Dataset records:
*****
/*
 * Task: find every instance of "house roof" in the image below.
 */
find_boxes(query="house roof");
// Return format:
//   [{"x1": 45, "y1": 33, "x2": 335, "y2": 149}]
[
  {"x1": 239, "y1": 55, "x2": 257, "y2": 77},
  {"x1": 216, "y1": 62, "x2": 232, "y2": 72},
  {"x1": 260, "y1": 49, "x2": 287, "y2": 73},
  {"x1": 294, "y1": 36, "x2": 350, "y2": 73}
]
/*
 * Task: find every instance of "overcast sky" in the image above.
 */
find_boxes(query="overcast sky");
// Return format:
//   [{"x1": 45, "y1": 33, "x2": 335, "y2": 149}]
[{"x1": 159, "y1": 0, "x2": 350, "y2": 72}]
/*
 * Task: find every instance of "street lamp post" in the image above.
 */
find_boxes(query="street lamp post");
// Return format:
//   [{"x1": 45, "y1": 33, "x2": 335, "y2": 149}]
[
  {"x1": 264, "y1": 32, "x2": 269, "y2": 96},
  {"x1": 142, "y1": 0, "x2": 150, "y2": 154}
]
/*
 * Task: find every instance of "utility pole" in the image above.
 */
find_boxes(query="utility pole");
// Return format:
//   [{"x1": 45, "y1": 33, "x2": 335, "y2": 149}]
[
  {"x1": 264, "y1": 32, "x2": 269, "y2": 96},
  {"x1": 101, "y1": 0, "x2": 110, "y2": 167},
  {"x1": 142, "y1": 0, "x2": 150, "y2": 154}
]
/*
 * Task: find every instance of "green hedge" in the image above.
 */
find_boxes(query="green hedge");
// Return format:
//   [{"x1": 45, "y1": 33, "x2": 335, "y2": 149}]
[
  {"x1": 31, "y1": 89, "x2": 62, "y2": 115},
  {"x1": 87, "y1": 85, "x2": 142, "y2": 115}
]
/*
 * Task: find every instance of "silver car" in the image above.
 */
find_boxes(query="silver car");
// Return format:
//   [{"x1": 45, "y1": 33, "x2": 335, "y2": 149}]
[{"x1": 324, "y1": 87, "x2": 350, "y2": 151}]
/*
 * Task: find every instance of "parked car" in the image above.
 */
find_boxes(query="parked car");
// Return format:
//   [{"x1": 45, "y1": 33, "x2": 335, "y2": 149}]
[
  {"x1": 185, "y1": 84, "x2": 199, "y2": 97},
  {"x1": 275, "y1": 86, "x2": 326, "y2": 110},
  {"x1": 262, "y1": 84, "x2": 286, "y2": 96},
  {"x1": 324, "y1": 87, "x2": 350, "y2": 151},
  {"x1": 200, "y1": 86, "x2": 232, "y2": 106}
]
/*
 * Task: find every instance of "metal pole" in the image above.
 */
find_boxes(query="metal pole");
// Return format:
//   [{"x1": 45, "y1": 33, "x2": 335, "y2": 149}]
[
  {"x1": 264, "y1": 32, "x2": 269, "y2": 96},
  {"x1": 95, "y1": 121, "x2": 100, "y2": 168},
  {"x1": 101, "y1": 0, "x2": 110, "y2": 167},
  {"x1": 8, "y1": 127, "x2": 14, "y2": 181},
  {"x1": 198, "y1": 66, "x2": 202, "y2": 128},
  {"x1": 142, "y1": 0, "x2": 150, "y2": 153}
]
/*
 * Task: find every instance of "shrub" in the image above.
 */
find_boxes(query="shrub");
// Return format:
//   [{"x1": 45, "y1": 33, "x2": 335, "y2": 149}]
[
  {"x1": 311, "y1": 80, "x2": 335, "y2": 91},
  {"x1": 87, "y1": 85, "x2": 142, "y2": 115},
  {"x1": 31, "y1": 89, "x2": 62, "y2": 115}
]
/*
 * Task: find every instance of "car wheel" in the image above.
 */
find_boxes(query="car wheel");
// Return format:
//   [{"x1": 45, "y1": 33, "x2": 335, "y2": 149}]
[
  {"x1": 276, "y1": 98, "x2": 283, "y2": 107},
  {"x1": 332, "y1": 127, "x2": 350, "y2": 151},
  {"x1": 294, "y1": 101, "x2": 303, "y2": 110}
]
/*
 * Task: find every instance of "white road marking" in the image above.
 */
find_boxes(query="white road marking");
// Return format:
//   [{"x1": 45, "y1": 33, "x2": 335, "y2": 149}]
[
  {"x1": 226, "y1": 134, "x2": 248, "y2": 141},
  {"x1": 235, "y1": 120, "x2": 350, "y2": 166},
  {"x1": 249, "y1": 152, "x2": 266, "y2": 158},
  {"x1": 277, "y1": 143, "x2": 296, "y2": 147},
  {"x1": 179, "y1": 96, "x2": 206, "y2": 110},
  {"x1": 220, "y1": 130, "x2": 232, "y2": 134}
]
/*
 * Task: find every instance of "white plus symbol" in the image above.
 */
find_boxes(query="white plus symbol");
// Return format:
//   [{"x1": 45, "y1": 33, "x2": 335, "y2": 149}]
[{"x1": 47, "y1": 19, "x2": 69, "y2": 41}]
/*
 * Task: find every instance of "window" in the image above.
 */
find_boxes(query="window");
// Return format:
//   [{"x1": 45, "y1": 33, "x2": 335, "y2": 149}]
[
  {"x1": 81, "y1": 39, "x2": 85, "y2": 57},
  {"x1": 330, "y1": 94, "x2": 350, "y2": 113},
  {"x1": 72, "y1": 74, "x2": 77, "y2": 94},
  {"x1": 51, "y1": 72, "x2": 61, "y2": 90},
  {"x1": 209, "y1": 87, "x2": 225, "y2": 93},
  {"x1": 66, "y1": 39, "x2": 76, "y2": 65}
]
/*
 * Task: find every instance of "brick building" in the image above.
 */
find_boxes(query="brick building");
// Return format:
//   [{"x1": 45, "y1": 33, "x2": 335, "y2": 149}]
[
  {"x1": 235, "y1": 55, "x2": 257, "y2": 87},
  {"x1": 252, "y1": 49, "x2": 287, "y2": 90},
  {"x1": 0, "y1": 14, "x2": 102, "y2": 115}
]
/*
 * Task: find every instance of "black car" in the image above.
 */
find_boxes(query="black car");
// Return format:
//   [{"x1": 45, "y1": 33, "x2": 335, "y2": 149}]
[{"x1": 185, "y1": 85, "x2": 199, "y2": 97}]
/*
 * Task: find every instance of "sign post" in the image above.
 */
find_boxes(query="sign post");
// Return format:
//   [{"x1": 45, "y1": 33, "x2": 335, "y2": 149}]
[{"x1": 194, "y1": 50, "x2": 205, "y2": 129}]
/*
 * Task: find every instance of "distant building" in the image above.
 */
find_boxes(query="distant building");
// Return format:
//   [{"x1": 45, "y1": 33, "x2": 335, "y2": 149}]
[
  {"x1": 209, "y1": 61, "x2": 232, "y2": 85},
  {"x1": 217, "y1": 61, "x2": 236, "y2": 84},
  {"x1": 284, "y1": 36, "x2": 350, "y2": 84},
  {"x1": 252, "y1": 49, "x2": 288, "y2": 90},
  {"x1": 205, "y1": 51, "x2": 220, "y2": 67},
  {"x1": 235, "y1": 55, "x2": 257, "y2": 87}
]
*****
• _AIM OF THE EXERCISE_
Report how many lines of the records above contain the word "hedge", giving only the number.

• _COMPLETED EXERCISE_
2